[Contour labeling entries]
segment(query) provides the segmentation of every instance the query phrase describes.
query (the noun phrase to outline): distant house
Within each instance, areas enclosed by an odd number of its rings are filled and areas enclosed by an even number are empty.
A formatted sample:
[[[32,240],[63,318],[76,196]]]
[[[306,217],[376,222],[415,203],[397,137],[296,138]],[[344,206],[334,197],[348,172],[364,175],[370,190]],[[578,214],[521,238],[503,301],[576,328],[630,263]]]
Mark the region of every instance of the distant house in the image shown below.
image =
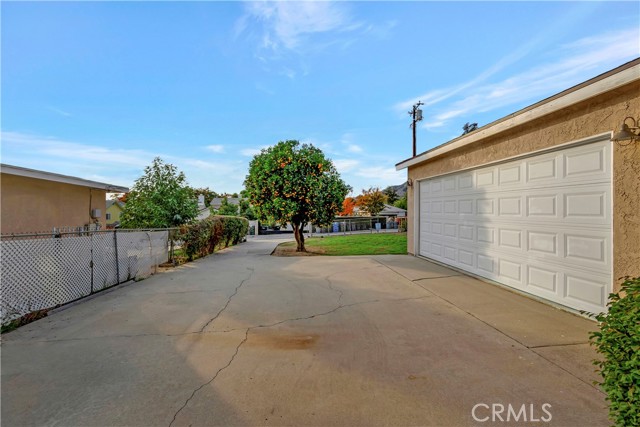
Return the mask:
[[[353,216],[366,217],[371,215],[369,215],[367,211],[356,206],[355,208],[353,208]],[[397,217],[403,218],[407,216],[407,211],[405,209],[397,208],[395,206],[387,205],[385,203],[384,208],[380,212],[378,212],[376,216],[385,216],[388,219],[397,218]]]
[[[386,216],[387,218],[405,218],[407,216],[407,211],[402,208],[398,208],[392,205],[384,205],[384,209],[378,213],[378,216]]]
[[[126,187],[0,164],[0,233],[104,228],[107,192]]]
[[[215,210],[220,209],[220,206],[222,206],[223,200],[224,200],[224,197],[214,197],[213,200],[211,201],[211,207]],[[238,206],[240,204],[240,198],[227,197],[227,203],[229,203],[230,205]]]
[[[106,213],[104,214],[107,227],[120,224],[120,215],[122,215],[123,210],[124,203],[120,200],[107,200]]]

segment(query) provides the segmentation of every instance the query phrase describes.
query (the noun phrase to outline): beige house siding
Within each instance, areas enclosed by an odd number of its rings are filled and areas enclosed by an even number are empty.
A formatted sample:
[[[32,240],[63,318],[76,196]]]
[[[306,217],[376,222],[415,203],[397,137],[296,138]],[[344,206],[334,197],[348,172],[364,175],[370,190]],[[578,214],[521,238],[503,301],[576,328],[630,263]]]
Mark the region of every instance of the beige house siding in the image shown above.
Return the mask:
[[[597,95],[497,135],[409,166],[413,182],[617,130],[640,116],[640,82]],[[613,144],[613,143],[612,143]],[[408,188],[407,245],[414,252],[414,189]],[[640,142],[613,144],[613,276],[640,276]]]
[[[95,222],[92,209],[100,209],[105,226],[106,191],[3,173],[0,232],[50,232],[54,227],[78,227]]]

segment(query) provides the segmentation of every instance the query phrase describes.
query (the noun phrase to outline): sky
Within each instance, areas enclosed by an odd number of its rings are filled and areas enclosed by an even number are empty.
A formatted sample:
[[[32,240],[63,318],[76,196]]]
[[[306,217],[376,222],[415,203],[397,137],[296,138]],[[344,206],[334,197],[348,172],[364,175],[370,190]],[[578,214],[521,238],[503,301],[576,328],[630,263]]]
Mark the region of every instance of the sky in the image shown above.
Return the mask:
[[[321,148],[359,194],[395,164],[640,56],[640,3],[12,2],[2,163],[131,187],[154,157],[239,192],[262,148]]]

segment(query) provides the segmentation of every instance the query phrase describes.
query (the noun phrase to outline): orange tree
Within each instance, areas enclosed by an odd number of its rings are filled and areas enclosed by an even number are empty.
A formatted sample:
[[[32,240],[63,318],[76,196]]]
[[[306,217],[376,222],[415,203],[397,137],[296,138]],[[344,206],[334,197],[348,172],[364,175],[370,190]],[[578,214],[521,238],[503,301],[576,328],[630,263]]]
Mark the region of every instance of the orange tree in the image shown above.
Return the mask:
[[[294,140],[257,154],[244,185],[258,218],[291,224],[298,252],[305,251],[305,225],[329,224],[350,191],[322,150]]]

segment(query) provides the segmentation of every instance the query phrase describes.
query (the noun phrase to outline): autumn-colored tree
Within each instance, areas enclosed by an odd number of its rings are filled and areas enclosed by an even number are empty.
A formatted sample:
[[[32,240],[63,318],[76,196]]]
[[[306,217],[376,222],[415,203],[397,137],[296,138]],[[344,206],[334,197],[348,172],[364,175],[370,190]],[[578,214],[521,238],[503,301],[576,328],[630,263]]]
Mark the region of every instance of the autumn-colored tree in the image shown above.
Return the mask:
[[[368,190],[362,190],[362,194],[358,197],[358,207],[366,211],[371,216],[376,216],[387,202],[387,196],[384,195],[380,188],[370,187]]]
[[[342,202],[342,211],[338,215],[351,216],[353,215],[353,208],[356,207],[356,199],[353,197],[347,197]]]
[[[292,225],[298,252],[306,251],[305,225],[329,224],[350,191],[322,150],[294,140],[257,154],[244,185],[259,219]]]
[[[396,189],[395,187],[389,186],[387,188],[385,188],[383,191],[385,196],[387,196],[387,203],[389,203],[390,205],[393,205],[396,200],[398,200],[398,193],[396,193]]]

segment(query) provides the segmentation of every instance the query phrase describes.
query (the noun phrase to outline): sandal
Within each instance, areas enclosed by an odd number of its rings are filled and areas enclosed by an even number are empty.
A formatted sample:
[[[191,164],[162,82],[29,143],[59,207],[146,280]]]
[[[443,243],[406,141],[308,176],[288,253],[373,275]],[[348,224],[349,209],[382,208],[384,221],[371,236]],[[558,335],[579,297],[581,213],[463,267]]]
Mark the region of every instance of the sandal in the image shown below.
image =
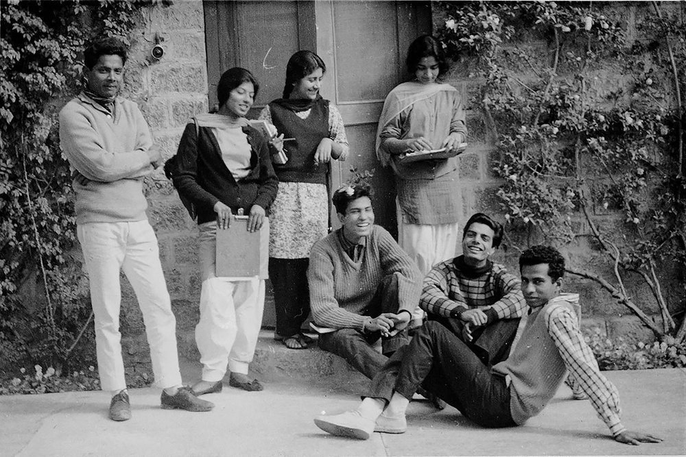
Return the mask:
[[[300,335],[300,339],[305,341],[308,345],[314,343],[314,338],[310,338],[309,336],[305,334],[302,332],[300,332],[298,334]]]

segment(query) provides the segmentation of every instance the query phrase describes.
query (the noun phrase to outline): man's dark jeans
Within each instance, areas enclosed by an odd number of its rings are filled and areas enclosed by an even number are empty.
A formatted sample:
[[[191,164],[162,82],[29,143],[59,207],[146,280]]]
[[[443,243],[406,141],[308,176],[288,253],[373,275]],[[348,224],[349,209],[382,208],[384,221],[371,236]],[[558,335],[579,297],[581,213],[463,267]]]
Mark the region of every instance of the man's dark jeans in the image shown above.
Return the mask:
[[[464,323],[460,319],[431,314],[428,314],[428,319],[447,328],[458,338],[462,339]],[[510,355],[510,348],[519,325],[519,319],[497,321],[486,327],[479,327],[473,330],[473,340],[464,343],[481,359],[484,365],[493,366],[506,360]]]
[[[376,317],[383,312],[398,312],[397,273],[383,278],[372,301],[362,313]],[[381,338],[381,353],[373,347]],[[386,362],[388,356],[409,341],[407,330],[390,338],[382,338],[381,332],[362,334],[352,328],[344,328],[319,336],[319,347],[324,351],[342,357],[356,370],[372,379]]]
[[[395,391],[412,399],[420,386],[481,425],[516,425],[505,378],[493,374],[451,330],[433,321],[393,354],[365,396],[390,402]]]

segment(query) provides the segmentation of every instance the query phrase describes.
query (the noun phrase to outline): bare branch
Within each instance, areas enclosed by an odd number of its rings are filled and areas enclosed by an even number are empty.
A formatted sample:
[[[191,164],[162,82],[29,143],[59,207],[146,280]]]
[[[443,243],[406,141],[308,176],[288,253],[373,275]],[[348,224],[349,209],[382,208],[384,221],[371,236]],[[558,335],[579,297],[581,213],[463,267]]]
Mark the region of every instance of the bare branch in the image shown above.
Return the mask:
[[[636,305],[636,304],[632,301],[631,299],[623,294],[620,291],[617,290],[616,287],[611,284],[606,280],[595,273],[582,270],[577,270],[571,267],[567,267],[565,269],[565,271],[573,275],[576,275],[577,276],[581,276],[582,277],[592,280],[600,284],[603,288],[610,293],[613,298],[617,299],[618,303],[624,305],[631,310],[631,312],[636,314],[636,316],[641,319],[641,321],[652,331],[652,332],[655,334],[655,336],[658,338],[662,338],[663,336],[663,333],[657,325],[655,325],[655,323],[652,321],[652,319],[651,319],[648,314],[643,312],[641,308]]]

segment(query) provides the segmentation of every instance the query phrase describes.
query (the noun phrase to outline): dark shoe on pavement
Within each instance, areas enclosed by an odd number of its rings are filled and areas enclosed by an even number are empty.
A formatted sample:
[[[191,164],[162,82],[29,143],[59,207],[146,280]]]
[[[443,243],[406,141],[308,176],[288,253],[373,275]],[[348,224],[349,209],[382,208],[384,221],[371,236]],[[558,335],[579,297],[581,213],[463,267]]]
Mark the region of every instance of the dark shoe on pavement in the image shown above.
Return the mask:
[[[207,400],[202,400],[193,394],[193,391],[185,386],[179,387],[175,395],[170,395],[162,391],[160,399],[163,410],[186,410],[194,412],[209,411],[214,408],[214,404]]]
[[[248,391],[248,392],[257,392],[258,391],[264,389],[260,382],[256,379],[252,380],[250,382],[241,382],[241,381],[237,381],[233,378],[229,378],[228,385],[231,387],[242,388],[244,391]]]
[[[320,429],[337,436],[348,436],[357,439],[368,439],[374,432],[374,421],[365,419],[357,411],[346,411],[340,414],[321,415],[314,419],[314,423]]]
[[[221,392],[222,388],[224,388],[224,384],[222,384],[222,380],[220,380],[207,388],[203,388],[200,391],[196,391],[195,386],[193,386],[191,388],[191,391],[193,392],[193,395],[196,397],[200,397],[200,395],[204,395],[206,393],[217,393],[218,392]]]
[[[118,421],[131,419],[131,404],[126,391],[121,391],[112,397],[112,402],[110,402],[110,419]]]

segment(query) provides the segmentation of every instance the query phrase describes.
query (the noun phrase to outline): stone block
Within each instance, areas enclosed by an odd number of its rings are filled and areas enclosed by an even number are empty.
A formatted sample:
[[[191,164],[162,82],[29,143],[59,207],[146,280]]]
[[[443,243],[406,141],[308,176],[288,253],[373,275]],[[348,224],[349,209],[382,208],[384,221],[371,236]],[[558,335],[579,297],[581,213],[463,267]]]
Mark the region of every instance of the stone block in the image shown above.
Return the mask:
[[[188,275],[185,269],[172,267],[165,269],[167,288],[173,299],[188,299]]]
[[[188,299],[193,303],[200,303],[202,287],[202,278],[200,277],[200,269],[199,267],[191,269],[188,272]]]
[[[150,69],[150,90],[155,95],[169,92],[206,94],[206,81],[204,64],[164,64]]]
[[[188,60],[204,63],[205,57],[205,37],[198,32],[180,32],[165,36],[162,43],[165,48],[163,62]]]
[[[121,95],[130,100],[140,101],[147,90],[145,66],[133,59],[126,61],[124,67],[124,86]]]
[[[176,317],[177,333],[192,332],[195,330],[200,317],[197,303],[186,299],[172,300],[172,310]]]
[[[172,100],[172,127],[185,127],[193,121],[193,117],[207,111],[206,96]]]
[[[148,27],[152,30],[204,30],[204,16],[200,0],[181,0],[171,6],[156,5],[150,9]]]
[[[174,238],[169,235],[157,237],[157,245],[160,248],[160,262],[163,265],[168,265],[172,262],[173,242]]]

Given task:
Please rewrite the part of the material that opens with its first line and closes with the line containing "[[[126,187],[0,164],[0,233],[104,228],[107,192]]]", both ends included. Give the requests unchanged, multiply every vertex coordinate in the masks by 0.85 and round to whole numbers with halves going up, and leave the pictures out of your answer.

Finished exercise:
segment(query) provides the segmentation of every instance the query phrase describes.
query (the noun phrase to outline): distant house
Within each instance, areas enclosed by an odd number of its rings are filled and areas enclosed by an even number are empty.
A formatted sample:
[[[32,240],[63,318],[76,196]]]
[[[306,217],[376,222],[415,203],[397,137],[296,138]],[[344,206],[334,197],[348,172],[364,175],[370,190]],[[578,214],[521,238],[503,301],[576,328],[630,263]]]
Mark the region of every instance of the distant house in the image shown below.
image =
Return the mask:
[[[300,184],[311,184],[315,183],[314,183],[312,179],[303,175],[302,177],[300,177]],[[337,184],[343,185],[346,184],[346,179],[344,178],[337,177],[336,175],[329,174],[327,173],[326,177],[323,180],[321,180],[320,184],[327,184],[330,186],[337,185]]]
[[[328,184],[329,185],[344,185],[346,184],[346,179],[342,177],[338,177],[333,174],[326,174],[326,178],[321,181],[321,184]]]
[[[107,159],[0,139],[0,198],[88,194],[91,163]]]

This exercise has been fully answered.